> [TWOJE ZADANIE]: Czy możesz zamienić we wszystkich wierszach poniżej „Target” na „Label”, resztę zostawiając bez zmian, i podać te wiersze ponownie? Pomiń w odpowiedzi obrazy.

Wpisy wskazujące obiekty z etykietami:
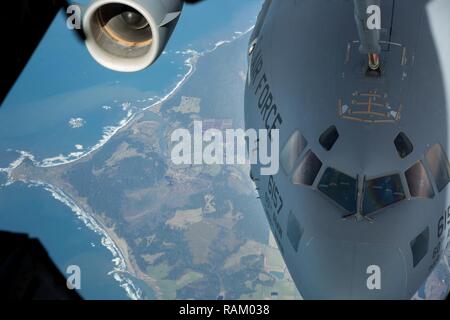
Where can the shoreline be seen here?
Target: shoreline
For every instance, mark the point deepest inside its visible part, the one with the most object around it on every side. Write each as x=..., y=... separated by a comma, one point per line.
x=123, y=264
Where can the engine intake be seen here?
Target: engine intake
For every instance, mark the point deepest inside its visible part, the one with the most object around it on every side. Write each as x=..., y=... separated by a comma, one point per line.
x=129, y=35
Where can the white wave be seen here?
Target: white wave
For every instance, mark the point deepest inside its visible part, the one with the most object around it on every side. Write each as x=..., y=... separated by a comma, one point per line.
x=76, y=123
x=108, y=132
x=120, y=269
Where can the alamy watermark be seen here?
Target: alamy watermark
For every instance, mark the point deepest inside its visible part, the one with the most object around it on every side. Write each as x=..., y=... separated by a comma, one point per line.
x=231, y=147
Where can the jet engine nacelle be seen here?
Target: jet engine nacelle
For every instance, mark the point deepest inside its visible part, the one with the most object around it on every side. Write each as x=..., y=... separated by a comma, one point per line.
x=129, y=35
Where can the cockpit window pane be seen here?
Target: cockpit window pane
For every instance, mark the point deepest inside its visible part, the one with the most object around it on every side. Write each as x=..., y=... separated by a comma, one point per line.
x=418, y=182
x=437, y=160
x=307, y=171
x=382, y=192
x=403, y=145
x=291, y=151
x=340, y=188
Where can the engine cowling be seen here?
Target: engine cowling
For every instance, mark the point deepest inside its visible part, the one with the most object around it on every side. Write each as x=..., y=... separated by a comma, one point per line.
x=129, y=35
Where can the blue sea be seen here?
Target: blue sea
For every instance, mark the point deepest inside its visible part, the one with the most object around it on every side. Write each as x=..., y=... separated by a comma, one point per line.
x=64, y=106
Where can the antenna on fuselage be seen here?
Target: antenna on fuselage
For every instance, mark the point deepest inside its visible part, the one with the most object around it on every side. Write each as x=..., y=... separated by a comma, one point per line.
x=368, y=23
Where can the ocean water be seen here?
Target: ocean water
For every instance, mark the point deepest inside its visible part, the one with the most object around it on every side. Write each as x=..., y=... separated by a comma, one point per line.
x=33, y=211
x=64, y=106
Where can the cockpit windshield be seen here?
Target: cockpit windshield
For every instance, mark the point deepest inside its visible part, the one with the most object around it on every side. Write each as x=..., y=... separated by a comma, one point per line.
x=382, y=192
x=340, y=188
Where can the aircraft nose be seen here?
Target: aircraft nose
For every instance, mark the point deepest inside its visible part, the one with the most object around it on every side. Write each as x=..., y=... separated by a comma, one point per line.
x=334, y=269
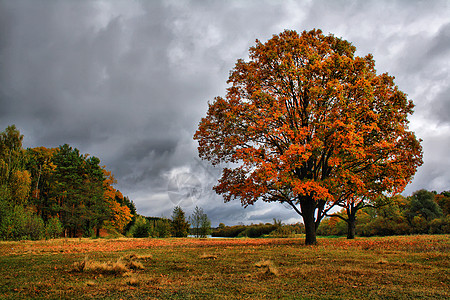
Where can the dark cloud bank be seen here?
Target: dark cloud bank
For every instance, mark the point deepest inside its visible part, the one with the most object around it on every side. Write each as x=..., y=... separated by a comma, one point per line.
x=128, y=81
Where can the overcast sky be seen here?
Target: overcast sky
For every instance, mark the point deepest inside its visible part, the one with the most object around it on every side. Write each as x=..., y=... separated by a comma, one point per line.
x=128, y=81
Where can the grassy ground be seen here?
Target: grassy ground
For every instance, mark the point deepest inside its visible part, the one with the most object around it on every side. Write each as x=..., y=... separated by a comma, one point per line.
x=413, y=267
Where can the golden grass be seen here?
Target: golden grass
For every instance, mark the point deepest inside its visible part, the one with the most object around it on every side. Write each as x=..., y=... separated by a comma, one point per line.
x=411, y=267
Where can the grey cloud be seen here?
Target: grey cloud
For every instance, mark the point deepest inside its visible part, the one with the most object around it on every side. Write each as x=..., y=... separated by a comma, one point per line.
x=128, y=81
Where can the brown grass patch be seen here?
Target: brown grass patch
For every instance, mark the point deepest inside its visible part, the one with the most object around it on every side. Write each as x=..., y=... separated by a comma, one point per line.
x=268, y=266
x=208, y=256
x=121, y=266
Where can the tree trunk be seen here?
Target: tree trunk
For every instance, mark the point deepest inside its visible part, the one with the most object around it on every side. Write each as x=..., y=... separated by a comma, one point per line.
x=351, y=227
x=308, y=208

> [WYNIK ĆWICZENIA]:
Where can the shoreline be seen here?
Label: shoreline
For every instance, mark the point deepest inside its visible part, the one with the most object around it on every side. Write each as x=..., y=... separated by a comma, one point per line.
x=123, y=264
Where can the engine intake be seen here?
Label: engine intake
For every instance, mark the point deepest inside its visible part, the one with the most object around it on every side. Write each as x=..., y=... separated by a comma, one point per line.
x=129, y=35
Where can the white wave be seen here?
Label: white wave
For every instance, mark the point deepest inside its visible part, the one with the most object around it on every side. Write each as x=..., y=... separated by a comma, one point per line.
x=76, y=123
x=108, y=132
x=120, y=269
Where can the alamy watermark be seen here?
Label: alamy watermark
For every instance, mark the point deepest inside its visible part, the one with the most object around it on every side. Write each as x=..., y=... separated by a comma, one point per line.
x=231, y=147
Where can the jet engine nacelle be seen here?
Label: jet engine nacelle
For every instance, mark the point deepest inside its visible part, the one with the most object around it on every side. Write each as x=..., y=... separated by a comma, one point per line.
x=129, y=35
Where can the cockpit window pane be seen here?
Label: cockpit window pane
For every instance, mark the point deepest inside its visible part, the one with the most object around it on every side. Write each as x=..., y=... separated by a comma, one point per line.
x=418, y=182
x=437, y=160
x=307, y=171
x=382, y=192
x=403, y=145
x=291, y=151
x=340, y=188
Where can the engine cowling be seen here?
Label: engine cowling
For every instance, mark the point deepest inside its visible part, the one with the most object around it on every side. Write each as x=..., y=... separated by a comma, one point per line.
x=129, y=35
Where can the blue sea be seen here?
Label: blue sea
For every instance, mark the point deepest inside its visible part, the one with the most object around it on every side. Write each as x=..., y=... separated by a comma, one point per line.
x=64, y=106
Where can the antenna on fuselage be seen here?
Label: antenna on fuselage
For every instance, mark the point deepest inside its visible part, the one with the most object around it on every side. Write each as x=..., y=... separated by a comma, one point per line.
x=368, y=23
Where can the ocean water be seen here?
Label: ocean water
For every instance, mark the point deepest inside its visible part, the one with the most object around it on every side. Write each as x=..., y=... separated by a comma, one point per line.
x=33, y=211
x=64, y=106
Where can the cockpit windshield be seen here?
Label: cockpit windshield
For every instance, mark the point deepest inside its visible part, the one with the most object around it on every side. Write each as x=..., y=... separated by a comma, one point per line.
x=382, y=192
x=340, y=188
Where can the aircraft nose be seen here?
Label: aircraft nose
For every instance, mark the point deepest inside its visible part, the one with the most object around it on every side. Write each as x=..., y=... separated by a comma, one point per line.
x=334, y=269
Where can the dark cloud bank be seen here?
Label: dark cloud bank
For every instance, mark the point deepest inside its visible part, the one with the most object around it on every side. Write each as x=..., y=... separated by a comma, one point per line.
x=128, y=81
Where can the overcast sky be seen here?
Label: overcast sky
For every instance, mark the point deepest inside its visible part, the one with the most object around it on every side. Write each as x=..., y=... separated by a comma, one point per line.
x=128, y=81
Where can the grassy ground be seen here?
Label: grassy ground
For every instance, mark the point deepest inside its visible part, the one with the most object around it on every side. Write each as x=..., y=... separated by a comma, one point per line.
x=413, y=267
Where can the golden grass be seen here?
Label: golden grass
For every instance, mark the point deepest inside its visible part, the one with the most object around it on every side. Write each as x=..., y=... separated by a comma, one point per line.
x=411, y=267
Where can the grey cloud be seen here?
Label: grey cloud
For every instance, mark the point deepest inside its visible part, the one with the most object around it on every side. Write each as x=..., y=... separated by a comma, one point per line.
x=128, y=81
Where can the brown grass patch be seen here?
Label: brown grass patch
For every instance, mark the point deepest inside its visible part, the one with the most object around it on every side. Write each as x=..., y=... separated by a comma, one point per line.
x=268, y=266
x=208, y=256
x=121, y=266
Where can the tree trunk be seen here?
Label: tree trunk
For every instance, mark the point deepest inside its visible part, the one with the most object around it on every side. Write each as x=..., y=... separated by a comma, one point per line.
x=351, y=227
x=308, y=208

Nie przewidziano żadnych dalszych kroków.